# TASK TO CARRY OUT
Rewrite the stretch from the line that contains "is the shrub?" through the end of the records, keeping the requests, but multiply every bounding box coordinate in the answers by 1.15 and round each result to a whole number, with halves rounded up. Leave the pictures out.
--- SUPPLIED MATERIAL ---
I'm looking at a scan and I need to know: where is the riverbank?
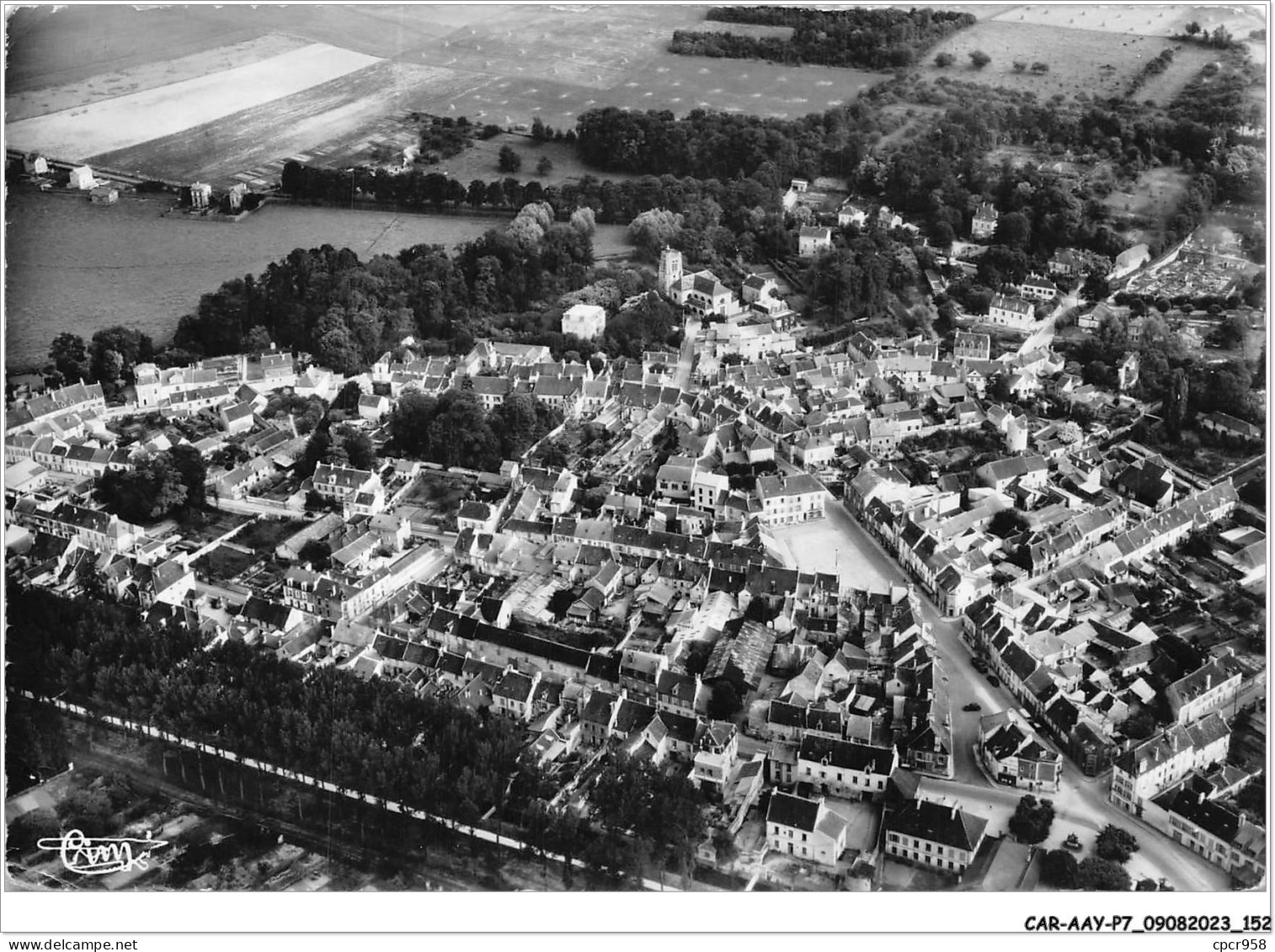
[5,190,632,372]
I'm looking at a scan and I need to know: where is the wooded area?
[668,7,975,70]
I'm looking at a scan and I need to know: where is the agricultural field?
[5,43,377,157]
[1134,43,1218,107]
[1103,168,1191,234]
[92,61,473,183]
[5,33,307,122]
[923,19,1195,99]
[999,4,1266,61]
[404,136,642,186]
[7,5,886,188]
[4,5,264,91]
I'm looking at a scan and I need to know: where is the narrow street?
[673,317,700,391]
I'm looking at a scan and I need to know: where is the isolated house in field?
[67,166,94,191]
[190,183,213,208]
[226,183,248,211]
[797,226,833,258]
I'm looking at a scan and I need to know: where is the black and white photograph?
[0,3,1271,952]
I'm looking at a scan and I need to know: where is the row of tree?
[387,387,563,473]
[173,204,593,374]
[668,7,974,70]
[49,325,156,396]
[7,582,538,841]
[94,446,206,524]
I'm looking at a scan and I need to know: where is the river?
[4,191,630,370]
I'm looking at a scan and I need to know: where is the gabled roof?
[886,800,987,851]
[766,791,821,833]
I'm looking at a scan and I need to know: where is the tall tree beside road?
[1076,856,1134,892]
[1096,823,1139,863]
[1010,794,1054,843]
[1040,850,1080,890]
[49,332,90,384]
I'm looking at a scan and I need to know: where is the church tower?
[659,245,682,297]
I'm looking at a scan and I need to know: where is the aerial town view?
[4,4,1270,923]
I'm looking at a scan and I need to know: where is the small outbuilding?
[67,166,97,191]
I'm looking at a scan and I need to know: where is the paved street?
[776,494,1229,891]
[673,317,700,391]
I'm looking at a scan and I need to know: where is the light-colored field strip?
[5,43,380,159]
[4,33,311,122]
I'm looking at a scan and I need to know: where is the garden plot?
[5,43,380,159]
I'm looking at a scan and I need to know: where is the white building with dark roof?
[563,305,607,340]
[766,791,848,867]
[987,295,1037,332]
[885,800,987,877]
[797,224,833,258]
[757,473,828,526]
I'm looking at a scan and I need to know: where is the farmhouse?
[952,330,992,360]
[885,800,987,875]
[563,305,607,340]
[766,793,848,867]
[1200,411,1262,442]
[987,295,1035,330]
[1019,274,1059,300]
[969,201,1000,240]
[797,224,833,258]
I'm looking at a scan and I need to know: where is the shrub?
[1040,850,1080,890]
[1010,794,1054,843]
[1077,856,1134,892]
[1096,823,1137,863]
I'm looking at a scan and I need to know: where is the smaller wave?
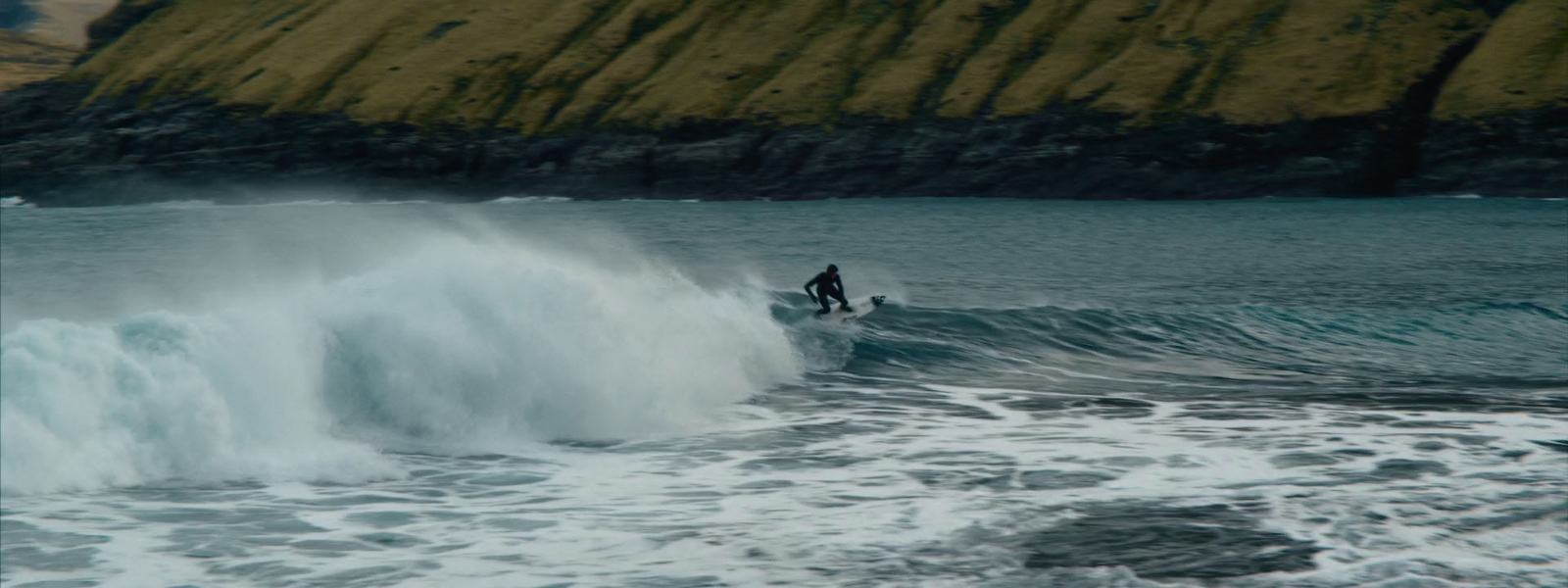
[483,196,572,204]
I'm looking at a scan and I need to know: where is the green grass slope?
[58,0,1568,133]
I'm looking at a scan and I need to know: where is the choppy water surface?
[0,199,1568,588]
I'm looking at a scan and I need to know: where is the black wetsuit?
[806,271,850,314]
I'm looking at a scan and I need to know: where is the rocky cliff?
[0,0,1568,202]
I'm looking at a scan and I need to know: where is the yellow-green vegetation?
[0,29,81,92]
[1435,0,1568,118]
[71,0,1568,133]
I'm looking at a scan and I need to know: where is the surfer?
[806,265,855,316]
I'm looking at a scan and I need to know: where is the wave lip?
[0,240,802,494]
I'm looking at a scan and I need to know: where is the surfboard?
[817,296,888,323]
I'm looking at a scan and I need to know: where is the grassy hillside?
[0,29,80,92]
[58,0,1568,133]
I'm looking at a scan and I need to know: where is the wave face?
[857,303,1568,394]
[0,238,802,492]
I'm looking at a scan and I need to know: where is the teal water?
[0,199,1568,586]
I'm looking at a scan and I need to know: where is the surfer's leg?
[823,290,855,312]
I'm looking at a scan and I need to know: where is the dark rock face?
[0,83,1568,206]
[1024,505,1320,578]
---
# FINISHED EXERCISE
I'm looking at a scan and I need to know: where is the shrub?
[1196,978,1242,1024]
[1162,913,1212,969]
[1239,984,1304,1026]
[1260,946,1308,992]
I'm looking at a scan and I need to know: where is the smaller wave?
[555,225,658,235]
I'm looking at a scan and I need to know: where is the green grass slope?
[67,0,1803,153]
I'm looking at a scan and I need to know: where is the choppy water surface?
[0,229,1803,676]
I'm looking at a scan and I need to know: where is the black wetsuit?
[927,312,978,361]
I'm looking at a scan and I need to know: where is the rocky cliff?
[0,0,1803,232]
I'm looking at a scan and I need to know: where is the yellow-green vegetation?
[0,33,93,106]
[1650,0,1803,136]
[82,0,1803,153]
I'm looking at a scan and I need to know: where is the surfer?
[927,305,983,363]
I'm looking at a scan and I need to know: where is the wave lip?
[0,276,922,568]
I'm looking at a scan and I need to know: where is the surfboard?
[940,340,1021,371]
I'm looking at a scan and I need to know: where is the grassy hillside?
[0,33,92,106]
[67,0,1803,153]
I'm looking at a scan and I need to know: where is the wave face?
[986,348,1803,453]
[0,274,922,566]
I'm looking at a scan and I need to know: where is the teal water?
[0,229,1803,674]
I'm looking at a scan and I need to know: where is the surfer's leg?
[946,334,983,359]
I'm looking at a scan and I need to know: where is the dark rock face?
[0,95,1803,237]
[1178,581,1518,665]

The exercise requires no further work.